== Data to use ==
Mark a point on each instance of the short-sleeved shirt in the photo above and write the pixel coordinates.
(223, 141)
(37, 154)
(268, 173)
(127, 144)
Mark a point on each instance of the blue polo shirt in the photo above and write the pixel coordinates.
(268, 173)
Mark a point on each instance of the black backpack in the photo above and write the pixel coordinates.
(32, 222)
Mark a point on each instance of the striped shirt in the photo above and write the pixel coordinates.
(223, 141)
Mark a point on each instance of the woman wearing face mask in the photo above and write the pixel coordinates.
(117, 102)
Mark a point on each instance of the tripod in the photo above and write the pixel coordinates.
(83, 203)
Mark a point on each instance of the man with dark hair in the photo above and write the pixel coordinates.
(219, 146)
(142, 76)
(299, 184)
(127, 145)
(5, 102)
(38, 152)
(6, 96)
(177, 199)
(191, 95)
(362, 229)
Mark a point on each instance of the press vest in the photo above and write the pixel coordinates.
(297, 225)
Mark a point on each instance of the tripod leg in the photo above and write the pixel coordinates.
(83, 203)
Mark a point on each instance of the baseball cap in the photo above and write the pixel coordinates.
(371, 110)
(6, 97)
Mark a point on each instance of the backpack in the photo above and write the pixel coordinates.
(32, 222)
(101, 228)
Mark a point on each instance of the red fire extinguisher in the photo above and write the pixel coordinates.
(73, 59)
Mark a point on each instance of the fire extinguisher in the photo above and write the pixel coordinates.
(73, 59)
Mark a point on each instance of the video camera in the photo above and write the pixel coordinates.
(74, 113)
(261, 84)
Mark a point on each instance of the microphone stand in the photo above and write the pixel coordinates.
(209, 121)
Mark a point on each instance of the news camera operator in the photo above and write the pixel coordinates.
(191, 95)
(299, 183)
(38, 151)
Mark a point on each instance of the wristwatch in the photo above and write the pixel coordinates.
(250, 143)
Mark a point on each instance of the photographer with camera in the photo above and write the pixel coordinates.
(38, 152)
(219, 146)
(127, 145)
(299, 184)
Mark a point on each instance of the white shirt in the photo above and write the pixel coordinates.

== Prompt ==
Output only the lines running from the line with "Mark a point on each instance of the man" through the final line of the data, inclusive.

== The reply ==
Mark a point on each instance of the man with dark hair in the photo above and write the pixel coordinates.
(219, 146)
(142, 76)
(299, 184)
(127, 145)
(5, 102)
(38, 152)
(6, 96)
(177, 199)
(191, 95)
(362, 229)
Mark a point on each instance of the press vest in the photo above and write the pixel coordinates.
(297, 225)
Mark a point on each instance of the tripod leg in the photo above and write the pixel coordinates.
(83, 203)
Mark a point on each instance of the baseball cap in the photo above and write the pixel coordinates.
(371, 110)
(6, 97)
Mark a point on each instance of the backpack in the photo above and write the pixel coordinates.
(32, 222)
(101, 228)
Mark a point on each instance of the red fire extinguisher in the photo above and write the pixel coordinates.
(73, 59)
Mark a point on each instance of the fire extinguisher in the photo above and write the pixel coordinates.
(73, 59)
Mark a point on each instance of the video camera in the photo above and write the pixel coordinates.
(74, 113)
(261, 84)
Mark a point on each instance of the microphone stand in the photo above and write the pixel coordinates.
(209, 121)
Mark a point on each instance of the news camera operator in the photo above and write the pixel coordinates.
(191, 95)
(299, 183)
(38, 151)
Mark a point on each instance of the wristwatch in the photo above and write the pixel coordinates.
(250, 143)
Mark a point on each instance of the photographer with camera in the photo above and write the pixel coordinates.
(38, 152)
(219, 146)
(127, 145)
(299, 184)
Mark a point on each instance of the white shirt in the photo above and write the pixel coordinates.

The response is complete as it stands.